3, Your point of the necessity of different designing principles is indeed correct. More specifically, We first need design principles as a material-level characterization. We also need design criteria as a system-level evaluation. 

I try to tackle this broad and challenging point. I would like to hear your viewpoints as well.

Best,

Shaoting

Dear Shaoting,

Thu, 2020-07-02 21:31

In reply to Journal Club for July 2020: Fatigue-resistant hydrogels: Principles, Experiments, and Applications

Dear Shaoting,

        Thank you for sharing such timely and comprehesive review. Fatigue of hydrogel is indeed important yet challenging for practical use. I believe the progresses made recently have laid the foundations for addressing this mission-critical issue, and the emerging of following up work is expectable.
        Most existing experiments for probing fatigue behavior utilize the tension of thin sheets of samples (pure shear tests). Such configuration makes it easier to corelate experimental results to theoretical analysis, whereas it deviates from practical scenarios to some extent. How do you think about the necessity of different designing principles, provided the fatigue behaviors under more complex stress states may be different from those observed in simple tension.

Best,

canhui

Different nature of crystallization

Thu, 2020-07-02 14:22

In reply to Dear Shaoting,

Dear Junjie,

This is a very important question. There are several intrinsic differences between the crystallinity in natural rubber and PVA hydrogels.

* DATA TO EXAMINE:
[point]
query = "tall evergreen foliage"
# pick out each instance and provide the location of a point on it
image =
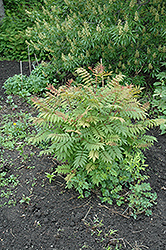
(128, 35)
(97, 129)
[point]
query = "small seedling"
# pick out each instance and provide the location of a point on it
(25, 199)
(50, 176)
* * *
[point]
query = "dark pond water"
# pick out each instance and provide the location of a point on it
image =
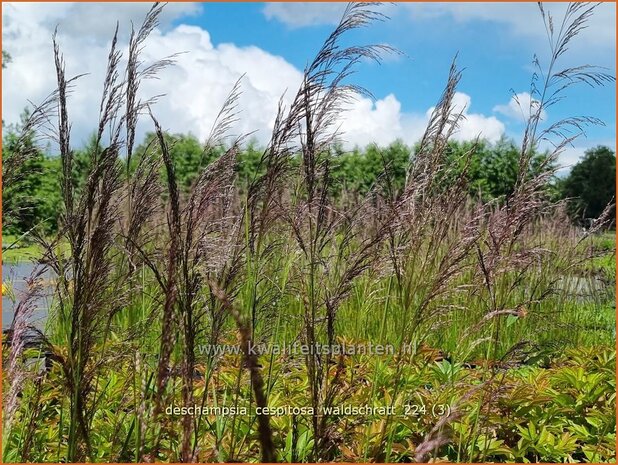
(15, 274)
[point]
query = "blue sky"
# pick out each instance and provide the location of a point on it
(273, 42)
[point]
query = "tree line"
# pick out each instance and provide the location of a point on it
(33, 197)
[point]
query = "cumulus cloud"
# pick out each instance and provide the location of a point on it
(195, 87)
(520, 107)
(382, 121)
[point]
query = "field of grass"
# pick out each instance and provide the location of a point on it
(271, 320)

* YOUR TASKS:
A - In the hydrogel discussion thread, what test configuration do most existing experiments for probing fatigue behavior use?
B - Write out the stretch of the hydrogel discussion thread from "Thu, 2020-07-02 21:31" through "work is expectable.", swapping "mission-critical" for "pressing".

* SOLUTIONS:
A - They use the tension of thin sheets of samples (pure shear tests).

B -
Thu, 2020-07-02 21:31

In reply to Journal Club for July 2020: Fatigue-resistant hydrogels: Principles, Experiments, and Applications

Dear Shaoting,

        Thank you for sharing such timely and comprehesive review. Fatigue of hydrogel is indeed important yet challenging for practical use. I believe the progresses made recently have laid the foundations for addressing this pressing issue, and the emerging of following up work is expectable.